**Trecho fornecido**
21 de outubro de 2011, nº 5, ano I

HINOS OFICIAIS – BREVES COMENTÁRIOS SOBRE OS SAMBAS DE ENREDO DAS ESCOLAS DE SAMBA DO GRUPO ESPECIAL DO RIO DE JANEIRO

Depois de um inverno necessário para todos que acompanham carnaval, já que é aquela época de disputas, nervos a flor da pele, discussões acaloradas sobre este e aquele samba, que no fim das contas as agremiações sempre escolhem o que elas julgam melhor, a despeito do que se é discutido, estamos aqui novamente para comentar as escolhas das escolas de samba. Independente de como será a mudança na gravação, o que vai subir, descer, trocar de verso (as que a gente já sabe estarão presentes, claro)... o que interessa aqui é avaliar quais escolas estão ‘na frente” no que tange ao quesito samba-enredo e quais são as perspectivas sobre a safra num âmbito geral.

**Tarefa a**
Reescreva, na listagem, tudo o que vai da linha que contém "Task: set a pin on each instance of the door" até a linha que contém "point(117, 215)", ambas inclusive. Troque "plant leaf" por "green leaf" e mantenha todo o restante inalterado.

**Dados da tarefa**
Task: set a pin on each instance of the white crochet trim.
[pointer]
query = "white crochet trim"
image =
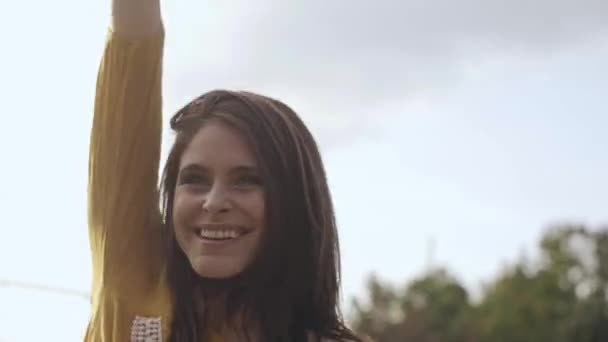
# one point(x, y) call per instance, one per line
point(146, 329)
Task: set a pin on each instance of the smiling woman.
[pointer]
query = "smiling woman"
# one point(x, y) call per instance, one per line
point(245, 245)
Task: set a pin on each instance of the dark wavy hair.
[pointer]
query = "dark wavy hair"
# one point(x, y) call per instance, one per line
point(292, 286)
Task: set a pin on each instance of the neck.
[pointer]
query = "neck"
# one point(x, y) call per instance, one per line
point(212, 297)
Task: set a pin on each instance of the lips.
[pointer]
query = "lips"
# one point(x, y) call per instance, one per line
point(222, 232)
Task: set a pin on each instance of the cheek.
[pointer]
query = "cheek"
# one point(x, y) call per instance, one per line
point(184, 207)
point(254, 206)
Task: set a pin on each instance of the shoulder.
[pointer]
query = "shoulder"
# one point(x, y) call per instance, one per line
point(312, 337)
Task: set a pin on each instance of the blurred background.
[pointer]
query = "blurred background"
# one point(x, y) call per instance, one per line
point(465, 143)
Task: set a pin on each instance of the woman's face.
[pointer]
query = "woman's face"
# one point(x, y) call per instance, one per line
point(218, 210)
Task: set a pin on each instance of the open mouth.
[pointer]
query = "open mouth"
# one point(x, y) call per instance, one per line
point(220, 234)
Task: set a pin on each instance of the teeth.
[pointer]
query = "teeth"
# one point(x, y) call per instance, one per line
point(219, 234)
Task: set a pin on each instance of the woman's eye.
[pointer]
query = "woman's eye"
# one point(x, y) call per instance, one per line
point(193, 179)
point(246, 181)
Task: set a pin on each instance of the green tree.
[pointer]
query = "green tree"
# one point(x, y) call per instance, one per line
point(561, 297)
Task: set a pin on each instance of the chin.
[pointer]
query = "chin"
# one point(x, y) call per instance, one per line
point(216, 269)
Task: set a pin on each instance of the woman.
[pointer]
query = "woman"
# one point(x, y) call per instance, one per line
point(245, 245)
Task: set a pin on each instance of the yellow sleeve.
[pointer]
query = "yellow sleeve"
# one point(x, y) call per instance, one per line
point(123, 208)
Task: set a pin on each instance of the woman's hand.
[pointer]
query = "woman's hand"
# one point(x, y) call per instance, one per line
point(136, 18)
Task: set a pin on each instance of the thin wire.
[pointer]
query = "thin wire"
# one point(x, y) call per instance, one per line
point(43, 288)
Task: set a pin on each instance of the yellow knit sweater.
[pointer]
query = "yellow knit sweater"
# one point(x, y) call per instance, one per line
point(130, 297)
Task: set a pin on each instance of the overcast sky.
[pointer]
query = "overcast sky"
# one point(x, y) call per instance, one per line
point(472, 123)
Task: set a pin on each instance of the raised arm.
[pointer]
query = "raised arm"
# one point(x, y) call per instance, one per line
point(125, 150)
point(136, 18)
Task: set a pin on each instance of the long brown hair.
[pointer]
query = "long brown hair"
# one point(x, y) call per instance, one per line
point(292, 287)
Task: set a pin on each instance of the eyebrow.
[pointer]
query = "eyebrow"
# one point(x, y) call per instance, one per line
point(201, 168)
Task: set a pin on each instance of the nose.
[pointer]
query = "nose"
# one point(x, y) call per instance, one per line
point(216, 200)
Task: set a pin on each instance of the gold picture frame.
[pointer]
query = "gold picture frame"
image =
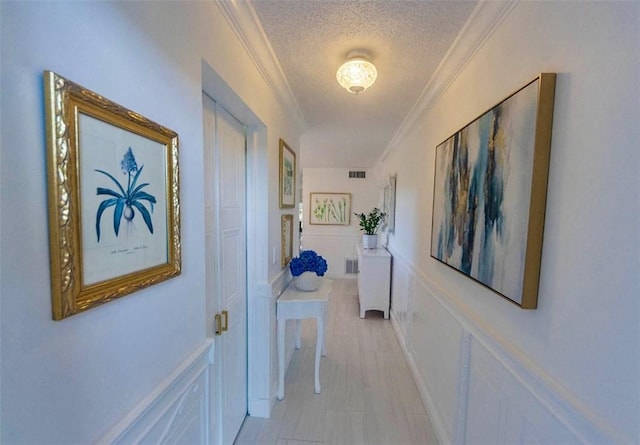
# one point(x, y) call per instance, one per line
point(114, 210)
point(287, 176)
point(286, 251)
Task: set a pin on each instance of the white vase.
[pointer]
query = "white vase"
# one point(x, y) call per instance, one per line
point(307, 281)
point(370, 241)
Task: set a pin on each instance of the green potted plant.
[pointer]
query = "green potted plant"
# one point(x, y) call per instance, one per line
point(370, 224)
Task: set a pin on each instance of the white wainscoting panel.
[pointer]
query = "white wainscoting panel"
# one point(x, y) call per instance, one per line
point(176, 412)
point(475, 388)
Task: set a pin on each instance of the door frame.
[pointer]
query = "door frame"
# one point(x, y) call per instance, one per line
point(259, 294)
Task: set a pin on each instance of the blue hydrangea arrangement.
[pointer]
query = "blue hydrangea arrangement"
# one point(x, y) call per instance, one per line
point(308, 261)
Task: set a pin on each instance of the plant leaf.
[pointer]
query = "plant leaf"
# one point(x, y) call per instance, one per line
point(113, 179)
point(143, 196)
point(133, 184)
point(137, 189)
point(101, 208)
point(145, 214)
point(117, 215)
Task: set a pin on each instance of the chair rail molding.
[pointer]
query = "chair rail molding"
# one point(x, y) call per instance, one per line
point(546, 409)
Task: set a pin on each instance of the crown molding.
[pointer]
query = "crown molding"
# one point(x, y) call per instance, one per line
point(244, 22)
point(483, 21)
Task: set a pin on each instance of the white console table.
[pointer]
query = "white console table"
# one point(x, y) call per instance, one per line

**Tarefa b**
Prossiga com o texto sobre os sambas-enredo do Grupo Especial do Rio de Janeiro a partir do ponto em que ele termina.

**Resultado esperado a**
Task: set a pin on each instance of the door frame.
[pointer]
query = "door frame"
# one point(x, y) call per instance, one per line
point(259, 294)
Task: set a pin on each instance of the blue hydrangea arrangement.
[pointer]
query = "blue hydrangea arrangement"
# one point(x, y) call per instance, one per line
point(308, 261)
Task: set a pin on each instance of the green leaf.
[pointer]
query = "green leaf"
# one point(x, y) call per instance, one per line
point(113, 179)
point(143, 196)
point(133, 184)
point(137, 189)
point(101, 208)
point(145, 214)
point(117, 215)

**Resultado esperado b**
Sobre a safra, é nítido que há algo diferenciado no ar... Todos os anos, na historia dita contemporânea das disputas pelo hino oficial, apareceu um samba que contagiasse boa parte do publico de quadras, esquinas, e desse boteco da liberdade de expressão que é a internet por ter um que a mais, seja de ousadia, seja do mais profundo tradicionalismo. E quase sempre o samba acabava virando um mártir do ano, sendo sacrificado em detrimento de uma obra mais funcional, com a cara pasteurizada de sempre que faz aquele coro tradicional dos anti-sambistas se reforçar: samba-enredo é tudo igual.

Pois bem, eis que chega a disputa de 2012 e o que se vê são parcerias consagradas ou não apostando veementemente em melodias mais ousadas, em mais elaboração nas suas obras, e fazendo uso de palavreado mais simples do que o “padrão Beija-Flor” tinha ensinado durante toda a primeira década deste século. E mais do que isso, algumas escolas resolveram afinal topar esse desafio  e fazer dessas obras seu hino oficial. Quem for pegar o CD de 2012 cometerá uma heresia se disser que são sambas iguais, pois será possível identificar cada escola pelo estilo de sua obra. Talvez haja uma confusão entre três ou quatro aos menos habituados com o carnaval e os desavisados, mas  em compensação, haverão sambas em que bastará escutar uma vez para identifica-los onde quer que se ouça.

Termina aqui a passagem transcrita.